■ **REQUIRED WORK**
Leave no line out; reproduce the listing exactly.

■ **RECORDS PROVIDED**
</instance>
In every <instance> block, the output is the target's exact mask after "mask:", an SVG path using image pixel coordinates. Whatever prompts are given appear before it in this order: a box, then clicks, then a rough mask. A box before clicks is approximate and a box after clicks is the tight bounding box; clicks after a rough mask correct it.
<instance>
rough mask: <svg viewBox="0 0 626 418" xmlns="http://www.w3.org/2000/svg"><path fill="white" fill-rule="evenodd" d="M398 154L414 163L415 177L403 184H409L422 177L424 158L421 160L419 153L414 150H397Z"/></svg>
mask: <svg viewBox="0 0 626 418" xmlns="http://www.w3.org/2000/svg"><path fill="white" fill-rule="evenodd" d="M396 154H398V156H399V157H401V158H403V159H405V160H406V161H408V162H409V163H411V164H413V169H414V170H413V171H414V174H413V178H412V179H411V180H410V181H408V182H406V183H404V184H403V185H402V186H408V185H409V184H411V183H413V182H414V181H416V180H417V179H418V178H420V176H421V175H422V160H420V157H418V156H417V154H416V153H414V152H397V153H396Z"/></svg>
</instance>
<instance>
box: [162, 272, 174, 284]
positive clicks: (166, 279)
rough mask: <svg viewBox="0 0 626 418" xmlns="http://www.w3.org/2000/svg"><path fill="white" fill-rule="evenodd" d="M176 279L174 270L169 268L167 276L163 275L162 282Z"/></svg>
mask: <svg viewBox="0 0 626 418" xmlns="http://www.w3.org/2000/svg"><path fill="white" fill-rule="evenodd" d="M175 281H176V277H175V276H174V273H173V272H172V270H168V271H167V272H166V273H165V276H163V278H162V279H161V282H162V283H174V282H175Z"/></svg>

■ **YOUR SOLUTION**
</instance>
In every <instance> block, the output is the target's exact mask after "mask:", an SVG path using image pixel coordinates. Whatever prompts are given appear before it in this order: a box, then clicks, then a rough mask. A box before clicks is approximate and a box after clicks is the tight bounding box; clicks after a rough mask correct it.
<instance>
rough mask: <svg viewBox="0 0 626 418" xmlns="http://www.w3.org/2000/svg"><path fill="white" fill-rule="evenodd" d="M398 154L414 163L415 177L403 184H409L422 177L424 158L421 160L419 153L414 150H397Z"/></svg>
mask: <svg viewBox="0 0 626 418" xmlns="http://www.w3.org/2000/svg"><path fill="white" fill-rule="evenodd" d="M396 154H398V156H399V157H401V158H403V159H405V160H406V161H408V162H409V163H411V164H413V169H414V170H413V171H414V174H413V178H412V179H411V180H410V181H408V182H406V183H404V184H403V185H402V186H408V185H409V184H411V183H413V182H414V181H416V180H417V179H418V178H420V176H421V175H422V160H420V157H418V156H417V154H416V153H414V152H397V153H396Z"/></svg>
</instance>
<instance>
box: [162, 272, 174, 284]
positive clicks: (166, 279)
rough mask: <svg viewBox="0 0 626 418" xmlns="http://www.w3.org/2000/svg"><path fill="white" fill-rule="evenodd" d="M176 279L174 270L169 268L167 276L163 275L162 282Z"/></svg>
mask: <svg viewBox="0 0 626 418" xmlns="http://www.w3.org/2000/svg"><path fill="white" fill-rule="evenodd" d="M175 281H176V277H175V276H174V273H173V272H172V270H168V271H167V272H166V273H165V276H163V278H162V279H161V282H162V283H174V282H175Z"/></svg>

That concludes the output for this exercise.